• PROBLEM REQUIREMENTS
Reproduce each line exactly. Skip none.

>> start RECORDED INFORMATION

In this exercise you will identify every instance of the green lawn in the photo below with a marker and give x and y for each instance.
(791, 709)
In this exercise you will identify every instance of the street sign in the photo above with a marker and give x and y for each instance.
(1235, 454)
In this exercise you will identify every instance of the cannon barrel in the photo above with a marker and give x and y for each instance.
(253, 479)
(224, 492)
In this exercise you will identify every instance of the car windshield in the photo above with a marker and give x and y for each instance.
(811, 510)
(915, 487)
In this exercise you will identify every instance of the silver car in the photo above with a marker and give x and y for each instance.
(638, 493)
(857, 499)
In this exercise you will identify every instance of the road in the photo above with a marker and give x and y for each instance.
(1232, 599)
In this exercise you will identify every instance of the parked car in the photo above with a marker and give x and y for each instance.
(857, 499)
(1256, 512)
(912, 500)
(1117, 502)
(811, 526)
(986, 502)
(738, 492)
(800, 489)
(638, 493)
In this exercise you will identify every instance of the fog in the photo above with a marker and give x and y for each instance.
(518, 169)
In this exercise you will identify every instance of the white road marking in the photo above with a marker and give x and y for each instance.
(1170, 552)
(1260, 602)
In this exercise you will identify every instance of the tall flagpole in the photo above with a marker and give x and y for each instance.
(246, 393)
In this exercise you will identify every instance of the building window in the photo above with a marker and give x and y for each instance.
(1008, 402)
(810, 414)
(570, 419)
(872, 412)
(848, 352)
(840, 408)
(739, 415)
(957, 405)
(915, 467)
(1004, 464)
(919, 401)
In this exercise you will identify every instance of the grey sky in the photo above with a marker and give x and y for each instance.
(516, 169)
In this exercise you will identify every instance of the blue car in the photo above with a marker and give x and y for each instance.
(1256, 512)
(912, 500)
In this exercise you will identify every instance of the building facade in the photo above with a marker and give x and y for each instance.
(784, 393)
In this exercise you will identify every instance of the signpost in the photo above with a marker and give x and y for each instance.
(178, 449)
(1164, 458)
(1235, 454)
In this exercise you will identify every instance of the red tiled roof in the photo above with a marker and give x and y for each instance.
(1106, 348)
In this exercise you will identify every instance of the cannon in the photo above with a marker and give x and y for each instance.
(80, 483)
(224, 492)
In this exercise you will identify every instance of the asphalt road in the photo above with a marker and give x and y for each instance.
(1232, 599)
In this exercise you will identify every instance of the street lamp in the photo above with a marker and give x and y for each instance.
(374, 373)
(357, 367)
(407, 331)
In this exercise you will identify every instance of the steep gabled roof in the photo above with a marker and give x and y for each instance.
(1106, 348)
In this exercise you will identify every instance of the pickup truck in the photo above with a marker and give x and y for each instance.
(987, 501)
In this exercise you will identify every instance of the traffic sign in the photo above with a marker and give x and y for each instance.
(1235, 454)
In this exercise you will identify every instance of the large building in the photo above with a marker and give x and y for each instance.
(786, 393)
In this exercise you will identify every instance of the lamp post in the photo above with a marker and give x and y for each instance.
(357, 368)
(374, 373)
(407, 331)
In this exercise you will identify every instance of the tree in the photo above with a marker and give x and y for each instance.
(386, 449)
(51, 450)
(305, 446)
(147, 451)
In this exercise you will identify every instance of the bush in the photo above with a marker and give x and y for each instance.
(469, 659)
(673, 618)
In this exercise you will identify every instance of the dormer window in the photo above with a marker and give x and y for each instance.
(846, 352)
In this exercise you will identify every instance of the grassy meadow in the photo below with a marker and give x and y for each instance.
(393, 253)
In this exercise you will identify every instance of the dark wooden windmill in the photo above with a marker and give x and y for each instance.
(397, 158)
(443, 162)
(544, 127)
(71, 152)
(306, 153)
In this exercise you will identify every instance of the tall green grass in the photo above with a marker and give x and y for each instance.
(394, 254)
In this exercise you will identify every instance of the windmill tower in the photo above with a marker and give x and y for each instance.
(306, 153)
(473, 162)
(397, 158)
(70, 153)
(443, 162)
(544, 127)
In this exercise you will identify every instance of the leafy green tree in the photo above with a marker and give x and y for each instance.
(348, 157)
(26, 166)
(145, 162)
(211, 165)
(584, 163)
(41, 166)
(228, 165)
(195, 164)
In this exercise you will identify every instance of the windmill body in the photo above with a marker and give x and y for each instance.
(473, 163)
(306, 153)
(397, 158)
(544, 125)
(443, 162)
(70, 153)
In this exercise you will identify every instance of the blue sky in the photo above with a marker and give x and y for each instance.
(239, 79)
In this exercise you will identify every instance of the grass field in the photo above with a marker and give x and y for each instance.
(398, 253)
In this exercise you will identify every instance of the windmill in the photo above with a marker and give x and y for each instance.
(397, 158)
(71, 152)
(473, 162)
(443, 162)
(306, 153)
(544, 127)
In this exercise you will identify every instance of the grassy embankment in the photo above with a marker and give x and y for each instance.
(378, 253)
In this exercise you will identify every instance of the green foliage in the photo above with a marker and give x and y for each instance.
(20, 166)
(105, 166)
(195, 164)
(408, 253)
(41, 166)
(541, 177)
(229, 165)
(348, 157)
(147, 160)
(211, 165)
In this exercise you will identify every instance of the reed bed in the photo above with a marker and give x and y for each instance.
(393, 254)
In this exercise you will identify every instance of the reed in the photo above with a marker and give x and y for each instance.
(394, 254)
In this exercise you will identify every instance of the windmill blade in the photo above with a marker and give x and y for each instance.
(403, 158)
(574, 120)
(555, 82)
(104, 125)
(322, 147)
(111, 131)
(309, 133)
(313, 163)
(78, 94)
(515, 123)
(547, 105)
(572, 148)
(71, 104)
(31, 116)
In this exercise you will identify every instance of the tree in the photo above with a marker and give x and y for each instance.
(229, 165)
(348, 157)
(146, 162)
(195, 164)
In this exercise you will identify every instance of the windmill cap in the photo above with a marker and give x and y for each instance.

>> end RECORDED INFORMATION

• RESULT FOR THIS EXERCISE
In this exercise you will identify every instance of the green lawn in the photo below with a marker and give x and y for each instance.
(791, 709)
In this exercise you will identify every instance of the street sign in the photo above with a marker and give x and y for each instance.
(1235, 454)
In this exercise you will identify every instance of the cannon barrel in the photo above with a marker and give x and y for each instance.
(253, 479)
(224, 492)
In this exercise you will identify every instance of the car windshield in the photo above with a marker and give x and y for each instance.
(811, 510)
(915, 487)
In this exercise you will identify every instance of the silver car in the photo above with a marker and give x and y for each instance.
(638, 493)
(857, 499)
In this exercise you will identify every instance of the road in the photo above with a marker and give x and y for each instance.
(1232, 599)
In this exercise you will identify every instance of the parked car in the photo above with a marker and give x and y for each instance.
(857, 499)
(1256, 512)
(912, 500)
(1117, 502)
(811, 526)
(986, 502)
(738, 492)
(800, 489)
(638, 493)
In this exercise you will identify every instance of the fog in the photo above with a marker and give x and y for each instance.
(518, 169)
In this exercise you will identify every instance of the white road marking in the photo above with a marker and give x and y for each instance.
(1170, 552)
(1260, 602)
In this exercise you will identify every instance of the tall flagpole in the photo above with a marker and give x and y for each instance.
(246, 393)
In this exercise you will identify every instance of the building window in the photo above with a marker and give x and y for each instance.
(1008, 402)
(810, 414)
(570, 419)
(872, 412)
(848, 352)
(840, 408)
(739, 415)
(957, 405)
(915, 467)
(1004, 464)
(919, 401)
In this exercise you will identify every instance of the grey sky in the photo above with a marker and give x and y for each instance.
(516, 169)
In this exercise you will identify every instance of the blue car in the photo above with a marker and give x and y for each instance.
(1256, 512)
(912, 500)
In this exercise you will identify every instance of the building facade in the photo above with a marker and give x and y for each instance.
(784, 393)
In this exercise you will identify every instance of the signpost in the photo above with a marker and give x and y for each instance.
(178, 449)
(1164, 458)
(1235, 454)
In this exercise you will identify every instance of the red tiled roof in the photo above with a marker and give x and y for each instance.
(1106, 348)
In this exercise you will identify every instance of the cannon in the photo above with a marker and give x and y for each instance.
(80, 483)
(224, 492)
In this exercise you will identify every instance of the asphalt road in the photo above with a marker and give x and y for each instance.
(1232, 599)
In this exercise you will identify every instance of the street lamp in the photo above with a marker and give x and y for each instance.
(374, 373)
(357, 367)
(407, 331)
In this exercise you will identify every instance of the steep gabled roof in the photo above with a marker and give x and y for each instance.
(1106, 348)
In this exercise you will identify every instance of the pickup truck in the photo above with a marker and give x and y for each instance.
(987, 501)
In this exercise you will identify every instance of the traffic sign in the photo above with a marker and give x and y for each instance.
(1235, 454)
In this exercise you will identify every instance of the large building in the photo above with a marker and give x and y for each instance.
(786, 393)
In this exercise you will identify every instance of the lamp post in the photo above with a marker and give x and y for each instance.
(357, 368)
(374, 373)
(407, 331)
In this exercise you will identify every instance of the tree in the photo above with a marker and give x and y for each instance.
(386, 449)
(51, 450)
(305, 446)
(147, 451)
In this exercise you will identify every instance of the bush in the photo above with a marker and give x and y for each instance.
(469, 659)
(673, 618)
In this exercise you will identify every instance of the dormer window in the photo above with a marker and give x and y for each instance.
(846, 352)
In this exercise you will identify every instance of the grassy meadow in the photo below with a marker and give x and y for each instance.
(393, 253)
In this exercise you will identify every instance of the dark wooden windmill in the photo above with a marker and give x and y for each instance.
(397, 158)
(443, 162)
(544, 127)
(71, 152)
(306, 153)
In this exercise you will identify every instance of the tall green grass in the photo above with a marker and give x and y for each instance.
(394, 254)
In this exercise you will identify every instance of the windmill tower in the photo above with a marker and give x and y for each instance.
(306, 153)
(473, 162)
(397, 158)
(70, 153)
(443, 162)
(544, 127)
In this exercise you will identify every instance of the leafy green tree in the photo above with a marker and give x and y for each instance.
(348, 157)
(26, 166)
(145, 162)
(211, 165)
(584, 163)
(41, 166)
(228, 165)
(195, 164)
In this exercise you will identify every instance of the windmill body in the photo above with a marker and give x and y for each instance.
(473, 163)
(306, 153)
(397, 158)
(544, 125)
(443, 162)
(70, 153)
In this exercise you will identify every instance of the blue sky in the photo above with a marker and give x and y for each instance.
(239, 79)
In this exercise you will identify every instance of the grass field in the photo above with a marker and give x and y for each instance.
(398, 253)
In this exercise you will identify every instance of the windmill in the photo above with a marker and give x and y for each instance.
(397, 158)
(71, 152)
(473, 162)
(443, 162)
(306, 153)
(544, 127)
In this exercise you will identify every instance of the grassy embankment in the photo above with a marker and give x and y for each instance.
(378, 253)
In this exercise you will identify every instance of the green foliage in the photo above with a marker and give x and y for each instance.
(20, 166)
(105, 166)
(195, 164)
(408, 253)
(41, 166)
(541, 177)
(229, 165)
(348, 157)
(147, 160)
(211, 165)
In this exercise you will identify every instance of the reed bed in the photo above with a marker and give x and y for each instance.
(393, 254)
In this exercise you will identify every instance of the reed in the photo above with a marker and give x and y for each instance.
(394, 254)
In this exercise you will identify every instance of the windmill blade in the photo above with a marker and give x and y for each instance.
(403, 158)
(574, 120)
(555, 82)
(104, 125)
(322, 147)
(111, 131)
(309, 133)
(313, 163)
(78, 94)
(515, 123)
(547, 105)
(572, 148)
(71, 104)
(31, 116)
In this exercise you will identify every instance of the tree in the photo above with a marker and give x and y for each instance.
(229, 165)
(348, 157)
(146, 162)
(195, 164)
In this exercise you will identify every instance of the windmill cap in the photo above with a marker and give x and y for each instance.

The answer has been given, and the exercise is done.